### [SELECTED EXTRACT]
Begin

Advice to Young Single Women  

Posted by Anna Maria Junus in , ,

I woke up bitter this morning. I do that every now and then. Usually it happens on Sundays, but it's Saturday today, so maybe my bitterness will start to extend and eventually take up my whole life.

I was 17 when I joined the LDS church in 1980. Yes, I know, I'm giving away my age. I can see you all counting on your fingers.

At that time in the church there was a strong emphasis on marrying young and having lots of children right away. I remember being told money should never be a reason not to have children, that the Lord would provide. Although we were told to get an education, it was with the understanding that it was just something to do until you got married. Being a full-time Mom was the only thing we should really aspire to. We felt sorry for the poor girl who got to 21 and wasn't married so she ended up going on a mission, and horror of horrors if you got to 25 and still wasn't married.

I know, it sounds like something out of the time of hoop skirts and bustles, but it wasn't. While the rest of the world was encouraging women to get degrees and be independent, we were obsessing over when we would get a man before we got out of teenhood.

At least that's the message I got.

Part of me fought against that message. I told people I wanted to go to BYU because I heard they had a good drama program and I was laughed at and told that I just wanted to get my MRS degree. In the end, the things I was taught won out and I got married at 20, had my first baby at 21, my second at 22 and by the time I was 30 I was pregnant with number 5.

Now, let me make this clear. I do not regret having any of my children. I was told by the Lord to have them and they were intended for me and I love them all dearly. Having said that, there are things I wish I had done differently because the reality of life has not only hit me in the face, but has smacked me down, beaten me up, and continues to knock me down every time I attempt to rise.

Reality Number 1 - Few of us choose to marry someone who will completely let us down, but it can still happen to the best and wisest of us. I've seen bishops suddenly up and leave their wives and the church. Seemingly devout men will have affairs, the straight guy will decide he's gay, and the upstanding priesthood holder can turn out to be an abusive jerk. Divorce happens.

Reality Number 2 - Even strong marriages can experience bad times. Unemployment, sickness, accidents, bad economies and death can lead to the necessity of a SAHM having to find a job.

Reality Number 3 - No one is going to give you a job because you made cupcakes for the school bake sales, taught Sunday School, and fought for modest cheerleading outfits. Twenty years changing diapers, driving kids to soccer practice and making nutritious meals, although all important, isn't going to get you anything that can support your family. Employers don't care if you're smart, funny and talented. What employers do care about is when your last job was, where it was, how long you held onto it, what you did in that job, why you are no longer at that job and the time frame between jobs.

Reality Number 4 - You may very well get divorced from someone who will not only not pay spousal support, but might do everything he can to avoid child support as well.

Reality Number 5 - Businesses don't hire 50 year olds fresh out of college. Why should they when they've got 20 and 30 year olds to choose from, people who will be around for a while and won't have health problems. They look at a 50 year old as a heart attack ready to happen.

Reality Number 6 - Although you'll hear from church members that we should take care of the fatherless and widowed, you will still hear talks in church on being self-sufficient and society will look down on you for getting help from the government, causing you to feel like a parasite on the butt of life.

Reality Number 7 - Most minimum wage jobs suck and have no future.Who wants to spend the rest of your working life in a job that you hate? 8-9 hours a day of misery only to come home to screaming children which you have no energy for because that stupid dead end job took every ounce of your reserves.

End

### [GIVEN INFORMATION]
Begin

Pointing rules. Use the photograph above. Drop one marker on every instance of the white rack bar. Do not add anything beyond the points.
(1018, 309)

End

### [EXERCISE A]
In the advice post for young single women, at what age did the writer get married?
### [EXERCISE B]
Continue the advice post for young single women, picking up after its final sentence.

### [ANSWER A]
20

### [ANSWER B]
Reality Number 8 - Even if you have a degree, that degree means very little if you've been twenty years out of the work force.

Reality Number 9 - Your mother may have told you that looks don't matter. They do. And the lower down your job, the more important they are. Don't believe me? Take a look around at your servers the next time you're in a restaraunt.

I've been in the Young Women's program recently for a couple of years. You would think that with the way things are, there would have been some changes. Now there are a few more lessons on getting an education, but the main purpose of the YW program is to get those girls married in the temple. I have nothing against this, but I think we're cheating our YW by not telling them more, by not advocating education and career more than we are.

My daughter who is enjoying her career in restaurant management told me something disturbing. She said that LDS men aren't interested in girls with careers. They want girls with jobs that they can happily drop and leave. They would rather date a waitress than a restaurant manager. They would rather go out with a grocery clerk than a lawyer. They want girls with no professional aspirations. What are we teaching our sons? To want girls who won't be the best they can be? Girls who can't challenge them or earn more money than them?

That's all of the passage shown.